Instructions to follow:
Report every line below that contains the word "sauce", copying each such line in full. Case counts.

Given information:
⁂
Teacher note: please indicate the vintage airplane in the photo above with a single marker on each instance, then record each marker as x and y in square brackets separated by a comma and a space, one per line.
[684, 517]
⁂
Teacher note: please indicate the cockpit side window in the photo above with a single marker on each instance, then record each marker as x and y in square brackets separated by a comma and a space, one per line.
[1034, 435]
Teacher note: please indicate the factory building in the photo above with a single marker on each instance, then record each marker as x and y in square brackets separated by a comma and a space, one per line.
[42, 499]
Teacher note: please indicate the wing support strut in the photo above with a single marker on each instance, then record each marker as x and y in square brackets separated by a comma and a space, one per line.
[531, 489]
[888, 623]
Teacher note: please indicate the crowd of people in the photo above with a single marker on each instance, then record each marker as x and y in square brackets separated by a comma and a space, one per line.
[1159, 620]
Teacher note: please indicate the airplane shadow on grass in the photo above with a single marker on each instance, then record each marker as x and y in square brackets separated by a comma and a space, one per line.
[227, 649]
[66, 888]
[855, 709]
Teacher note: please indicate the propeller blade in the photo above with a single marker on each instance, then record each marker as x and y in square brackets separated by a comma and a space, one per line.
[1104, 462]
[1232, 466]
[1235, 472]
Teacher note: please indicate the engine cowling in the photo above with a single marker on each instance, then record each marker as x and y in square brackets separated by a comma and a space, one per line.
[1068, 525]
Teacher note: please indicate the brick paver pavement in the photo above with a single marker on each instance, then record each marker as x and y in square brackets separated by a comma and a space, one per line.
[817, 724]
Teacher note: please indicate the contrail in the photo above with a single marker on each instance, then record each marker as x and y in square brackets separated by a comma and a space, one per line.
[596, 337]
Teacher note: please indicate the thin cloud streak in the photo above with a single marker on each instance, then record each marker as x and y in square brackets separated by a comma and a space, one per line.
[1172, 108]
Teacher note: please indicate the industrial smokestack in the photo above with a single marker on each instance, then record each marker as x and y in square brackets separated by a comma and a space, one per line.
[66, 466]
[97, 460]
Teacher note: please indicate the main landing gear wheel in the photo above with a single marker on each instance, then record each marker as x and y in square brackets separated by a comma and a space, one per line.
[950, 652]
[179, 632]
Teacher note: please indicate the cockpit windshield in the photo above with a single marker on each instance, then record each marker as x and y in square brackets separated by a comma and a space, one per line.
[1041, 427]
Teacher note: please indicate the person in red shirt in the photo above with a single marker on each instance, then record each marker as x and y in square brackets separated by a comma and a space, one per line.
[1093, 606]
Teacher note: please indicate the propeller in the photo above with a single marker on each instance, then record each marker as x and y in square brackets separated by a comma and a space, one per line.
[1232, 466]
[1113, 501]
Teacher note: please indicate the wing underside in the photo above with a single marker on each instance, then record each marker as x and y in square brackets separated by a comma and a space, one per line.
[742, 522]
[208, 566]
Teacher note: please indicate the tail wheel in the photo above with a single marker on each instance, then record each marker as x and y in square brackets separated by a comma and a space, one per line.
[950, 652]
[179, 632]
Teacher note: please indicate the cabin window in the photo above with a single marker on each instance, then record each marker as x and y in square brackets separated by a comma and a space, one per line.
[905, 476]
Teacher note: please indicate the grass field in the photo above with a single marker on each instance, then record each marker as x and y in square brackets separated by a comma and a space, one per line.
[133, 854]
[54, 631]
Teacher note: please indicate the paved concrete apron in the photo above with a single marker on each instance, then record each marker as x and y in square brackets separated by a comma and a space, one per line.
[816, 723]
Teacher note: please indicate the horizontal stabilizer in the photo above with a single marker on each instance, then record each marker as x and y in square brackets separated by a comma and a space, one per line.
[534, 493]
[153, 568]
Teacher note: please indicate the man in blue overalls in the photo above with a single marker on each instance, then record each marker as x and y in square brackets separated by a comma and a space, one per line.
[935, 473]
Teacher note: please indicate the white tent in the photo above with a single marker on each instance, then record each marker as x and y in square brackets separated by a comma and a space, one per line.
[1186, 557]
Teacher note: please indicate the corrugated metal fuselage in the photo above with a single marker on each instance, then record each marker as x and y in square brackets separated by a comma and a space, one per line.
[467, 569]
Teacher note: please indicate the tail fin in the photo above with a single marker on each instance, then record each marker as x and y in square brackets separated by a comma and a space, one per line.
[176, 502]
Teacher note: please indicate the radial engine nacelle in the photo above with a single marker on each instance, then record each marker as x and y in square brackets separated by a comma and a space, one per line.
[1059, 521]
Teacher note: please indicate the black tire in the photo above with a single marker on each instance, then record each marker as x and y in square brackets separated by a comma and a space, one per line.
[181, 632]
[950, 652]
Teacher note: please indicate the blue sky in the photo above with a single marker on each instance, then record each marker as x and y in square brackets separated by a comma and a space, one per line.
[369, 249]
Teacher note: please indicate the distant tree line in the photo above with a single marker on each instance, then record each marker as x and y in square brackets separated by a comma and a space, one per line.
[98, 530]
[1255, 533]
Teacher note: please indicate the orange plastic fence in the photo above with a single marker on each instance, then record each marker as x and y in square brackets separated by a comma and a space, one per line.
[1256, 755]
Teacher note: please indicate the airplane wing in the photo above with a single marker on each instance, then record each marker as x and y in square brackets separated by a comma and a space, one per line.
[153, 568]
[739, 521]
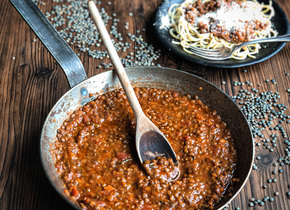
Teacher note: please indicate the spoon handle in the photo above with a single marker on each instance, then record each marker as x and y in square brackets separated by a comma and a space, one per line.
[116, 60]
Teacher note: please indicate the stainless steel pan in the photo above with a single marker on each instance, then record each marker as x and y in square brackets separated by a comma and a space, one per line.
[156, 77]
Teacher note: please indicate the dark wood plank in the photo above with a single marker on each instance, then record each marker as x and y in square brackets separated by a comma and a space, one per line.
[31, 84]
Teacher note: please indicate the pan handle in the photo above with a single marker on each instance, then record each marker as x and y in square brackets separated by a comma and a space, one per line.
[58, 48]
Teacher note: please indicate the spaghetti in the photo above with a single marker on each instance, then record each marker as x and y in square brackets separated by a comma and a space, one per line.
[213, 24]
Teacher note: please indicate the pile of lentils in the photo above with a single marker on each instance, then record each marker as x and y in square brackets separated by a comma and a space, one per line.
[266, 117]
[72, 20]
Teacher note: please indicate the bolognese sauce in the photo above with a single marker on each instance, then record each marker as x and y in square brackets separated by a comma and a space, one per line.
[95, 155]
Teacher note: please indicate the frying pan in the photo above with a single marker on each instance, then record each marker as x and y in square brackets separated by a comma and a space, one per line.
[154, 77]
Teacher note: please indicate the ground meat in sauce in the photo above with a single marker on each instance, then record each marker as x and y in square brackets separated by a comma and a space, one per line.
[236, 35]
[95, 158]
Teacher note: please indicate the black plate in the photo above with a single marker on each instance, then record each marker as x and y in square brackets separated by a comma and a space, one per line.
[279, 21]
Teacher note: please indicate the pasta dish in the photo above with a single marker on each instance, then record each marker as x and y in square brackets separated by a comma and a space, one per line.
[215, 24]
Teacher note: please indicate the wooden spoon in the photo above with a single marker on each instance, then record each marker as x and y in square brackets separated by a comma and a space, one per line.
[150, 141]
⁂
Response to the exercise:
Teacher note: please indicate the bolognese sauce in the photo above with a single marker on each instance, then record each marker as x and y in square brackets separated by a comma and a space, one per line.
Teacher note: please indicate the ground meat in sauce in the photo above with a single marker on each instance, then record each marker as x and y in square brackets separated by a comma and a space, one per line.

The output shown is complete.